Task input ->
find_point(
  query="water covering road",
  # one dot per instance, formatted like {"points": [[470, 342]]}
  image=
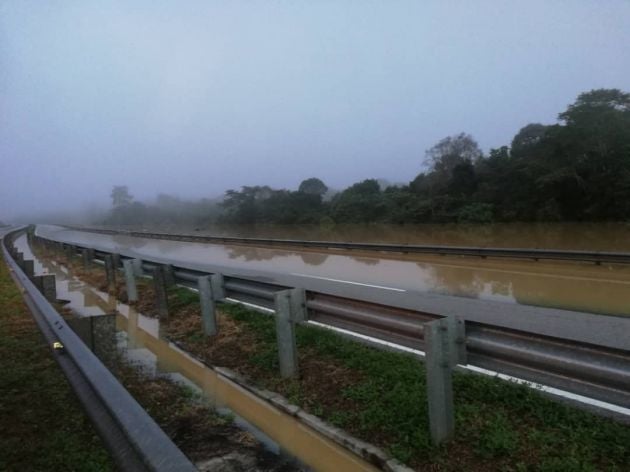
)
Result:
{"points": [[140, 340], [586, 287]]}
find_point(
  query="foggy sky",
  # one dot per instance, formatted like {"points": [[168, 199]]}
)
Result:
{"points": [[194, 97]]}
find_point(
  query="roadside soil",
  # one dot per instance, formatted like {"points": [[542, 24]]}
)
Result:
{"points": [[213, 442]]}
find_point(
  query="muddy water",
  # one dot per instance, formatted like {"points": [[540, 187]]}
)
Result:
{"points": [[139, 338], [569, 285], [578, 236]]}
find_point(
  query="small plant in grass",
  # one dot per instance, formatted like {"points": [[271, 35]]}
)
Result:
{"points": [[498, 438]]}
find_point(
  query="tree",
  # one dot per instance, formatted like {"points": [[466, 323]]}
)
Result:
{"points": [[527, 138], [313, 186], [360, 203], [451, 151], [120, 196]]}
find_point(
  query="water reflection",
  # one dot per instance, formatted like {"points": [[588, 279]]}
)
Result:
{"points": [[140, 340], [577, 286], [585, 236]]}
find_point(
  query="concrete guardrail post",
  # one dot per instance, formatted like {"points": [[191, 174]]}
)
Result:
{"points": [[161, 296], [110, 272], [136, 264], [169, 275], [46, 284], [208, 306], [218, 287], [211, 290], [289, 311], [445, 348], [116, 260], [28, 266], [86, 259], [130, 281]]}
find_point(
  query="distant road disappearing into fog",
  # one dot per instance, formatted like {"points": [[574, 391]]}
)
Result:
{"points": [[568, 285]]}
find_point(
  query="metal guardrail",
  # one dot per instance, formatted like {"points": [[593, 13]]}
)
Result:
{"points": [[134, 440], [515, 253], [581, 368]]}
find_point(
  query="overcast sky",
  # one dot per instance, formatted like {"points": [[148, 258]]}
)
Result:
{"points": [[194, 97]]}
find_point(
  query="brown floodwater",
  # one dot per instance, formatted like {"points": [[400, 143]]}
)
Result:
{"points": [[577, 236], [586, 287], [139, 338]]}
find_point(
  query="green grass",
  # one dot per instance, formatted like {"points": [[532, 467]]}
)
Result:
{"points": [[499, 424], [42, 425]]}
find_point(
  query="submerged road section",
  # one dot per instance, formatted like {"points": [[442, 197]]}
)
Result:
{"points": [[503, 291]]}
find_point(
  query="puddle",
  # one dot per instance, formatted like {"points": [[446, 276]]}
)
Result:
{"points": [[139, 339]]}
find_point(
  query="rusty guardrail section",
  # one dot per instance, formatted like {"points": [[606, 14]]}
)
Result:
{"points": [[515, 253], [132, 437], [590, 370]]}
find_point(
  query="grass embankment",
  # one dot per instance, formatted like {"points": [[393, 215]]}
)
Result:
{"points": [[381, 397], [43, 425]]}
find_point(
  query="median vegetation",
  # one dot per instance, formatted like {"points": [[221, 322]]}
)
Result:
{"points": [[43, 425], [574, 170], [380, 396]]}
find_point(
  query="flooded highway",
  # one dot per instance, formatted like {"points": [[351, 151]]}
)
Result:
{"points": [[603, 289], [139, 339]]}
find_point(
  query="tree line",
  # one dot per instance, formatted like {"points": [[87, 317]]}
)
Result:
{"points": [[575, 170]]}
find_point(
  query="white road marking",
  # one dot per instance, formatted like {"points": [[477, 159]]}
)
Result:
{"points": [[472, 368], [350, 282]]}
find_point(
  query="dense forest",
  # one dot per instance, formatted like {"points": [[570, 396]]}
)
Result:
{"points": [[575, 170]]}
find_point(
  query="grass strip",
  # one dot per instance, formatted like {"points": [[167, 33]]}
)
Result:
{"points": [[499, 425], [380, 397], [43, 425]]}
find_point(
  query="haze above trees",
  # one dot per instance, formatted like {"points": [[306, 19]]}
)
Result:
{"points": [[576, 170]]}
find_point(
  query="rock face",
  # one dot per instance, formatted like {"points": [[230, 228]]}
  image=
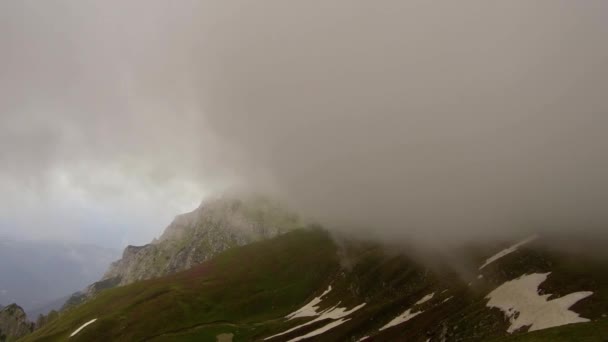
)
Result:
{"points": [[14, 323], [192, 238]]}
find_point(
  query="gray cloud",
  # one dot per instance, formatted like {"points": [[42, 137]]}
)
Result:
{"points": [[432, 121]]}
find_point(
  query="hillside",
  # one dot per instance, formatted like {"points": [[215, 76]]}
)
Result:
{"points": [[35, 274], [301, 285], [216, 225]]}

Task details -> In your copy, repeat each record exactly and include no pictures.

Solved exercise ->
find_point(
  query="water covering road",
  # one dot per instance, formatted like {"points": [[470, 342]]}
  image=
)
Result:
{"points": [[140, 340], [586, 287]]}
find_point(
  query="foggy sky",
  # one dot per instance, formatted like {"points": [[168, 199]]}
)
Result:
{"points": [[194, 97]]}
find_point(
  query="roadside soil",
  # one dot per instance, formatted like {"points": [[542, 24]]}
)
Result:
{"points": [[213, 442]]}
find_point(
  query="muddy water",
  # one dot per instance, formatted like {"points": [[540, 187]]}
)
Result:
{"points": [[139, 338], [569, 285], [578, 236]]}
find_point(
  query="small plant in grass",
  # one dot per instance, formatted like {"points": [[271, 35]]}
)
Result:
{"points": [[498, 438]]}
find_point(
  query="tree",
  # one dot per instance, formatted like {"points": [[466, 323]]}
)
Result:
{"points": [[527, 138], [313, 186], [360, 203], [451, 151], [120, 196]]}
find_point(
  query="water reflection",
  # one dot per instance, formatted like {"points": [[588, 279]]}
)
Result:
{"points": [[140, 340], [577, 286], [585, 236]]}
find_point(
  query="concrete guardrail post",
  # one dot per instance, formatted like {"points": [[191, 174]]}
)
Result:
{"points": [[161, 296], [110, 272], [136, 264], [169, 275], [46, 284], [208, 306], [218, 287], [211, 290], [289, 311], [445, 348], [116, 260], [28, 266], [86, 259], [130, 281]]}
find_point(
  query="distant road disappearing into fog",
  # one dot per instance, formatted like {"points": [[574, 391]]}
)
Result:
{"points": [[568, 285]]}
find_point(
  query="metal guardrail",
  # one dot per instance, formatted like {"points": [[593, 13]]}
)
Result:
{"points": [[134, 440], [515, 253], [581, 368]]}
find_point(
  query="overcast sky",
  # one dot per instance, formatted like {"points": [[148, 258]]}
)
Result:
{"points": [[194, 97]]}
find_point(
  query="brown floodwater",
  # one dot per instance, formatted like {"points": [[400, 143]]}
)
Result:
{"points": [[577, 236], [586, 287], [139, 338]]}
find_point(
  query="green grass",
  # one dot per instance, formatted like {"points": [[532, 467]]}
)
Result:
{"points": [[499, 424], [42, 425]]}
find_point(
  query="submerged road section",
  # one dot per instance, formatted like {"points": [[442, 197]]}
)
Result:
{"points": [[503, 291]]}
find_point(
  query="puddle",
  # one dot per instance, formatted like {"points": [[446, 276]]}
)
Result:
{"points": [[139, 339]]}
find_point(
  query="rusty guardrail section",
  # one dot per instance, formatted like {"points": [[606, 14]]}
)
Result:
{"points": [[515, 253], [132, 437], [590, 370]]}
find_point(
  query="grass embankment",
  # one dot per instance, formatted like {"points": [[393, 215]]}
)
Result:
{"points": [[381, 397], [43, 425]]}
find_point(
  query="median vegetation",
  # one dot per instance, formatted like {"points": [[221, 322]]}
)
Result:
{"points": [[43, 425], [574, 170], [380, 396]]}
find_point(
  query="flooded highway",
  # one dot per instance, formatted like {"points": [[351, 151]]}
)
Result:
{"points": [[603, 289], [139, 339]]}
find_point(
  query="tree line",
  # one dot per instance, formatted like {"points": [[87, 317]]}
)
Result:
{"points": [[575, 170]]}
find_point(
  query="white road marking",
  # one dot per instance, formatted like {"points": [[477, 159]]}
)
Result:
{"points": [[472, 368], [350, 282]]}
find_point(
  query="dense forest",
  # one dot per instance, formatted like {"points": [[570, 396]]}
)
Result:
{"points": [[575, 170]]}
find_point(
  query="grass strip",
  # one dot per instance, formatted like {"points": [[167, 33]]}
)
Result:
{"points": [[499, 425], [380, 397], [43, 425]]}
find_point(
  query="haze above trees",
  # one dot per instance, formatted like {"points": [[306, 19]]}
)
Result:
{"points": [[576, 170]]}
find_point(
  query="rock face",
  # one dot per instance, formatted like {"points": [[230, 228]]}
  image=
)
Result:
{"points": [[14, 323], [192, 238]]}
find_point(
  query="gray cloud",
  # one dot per instance, formatted like {"points": [[42, 137]]}
)
Result:
{"points": [[432, 121]]}
find_point(
  query="hillside",
  # one dot per instance, formatted like {"points": [[215, 76]]}
)
Result:
{"points": [[35, 274], [301, 285], [216, 225]]}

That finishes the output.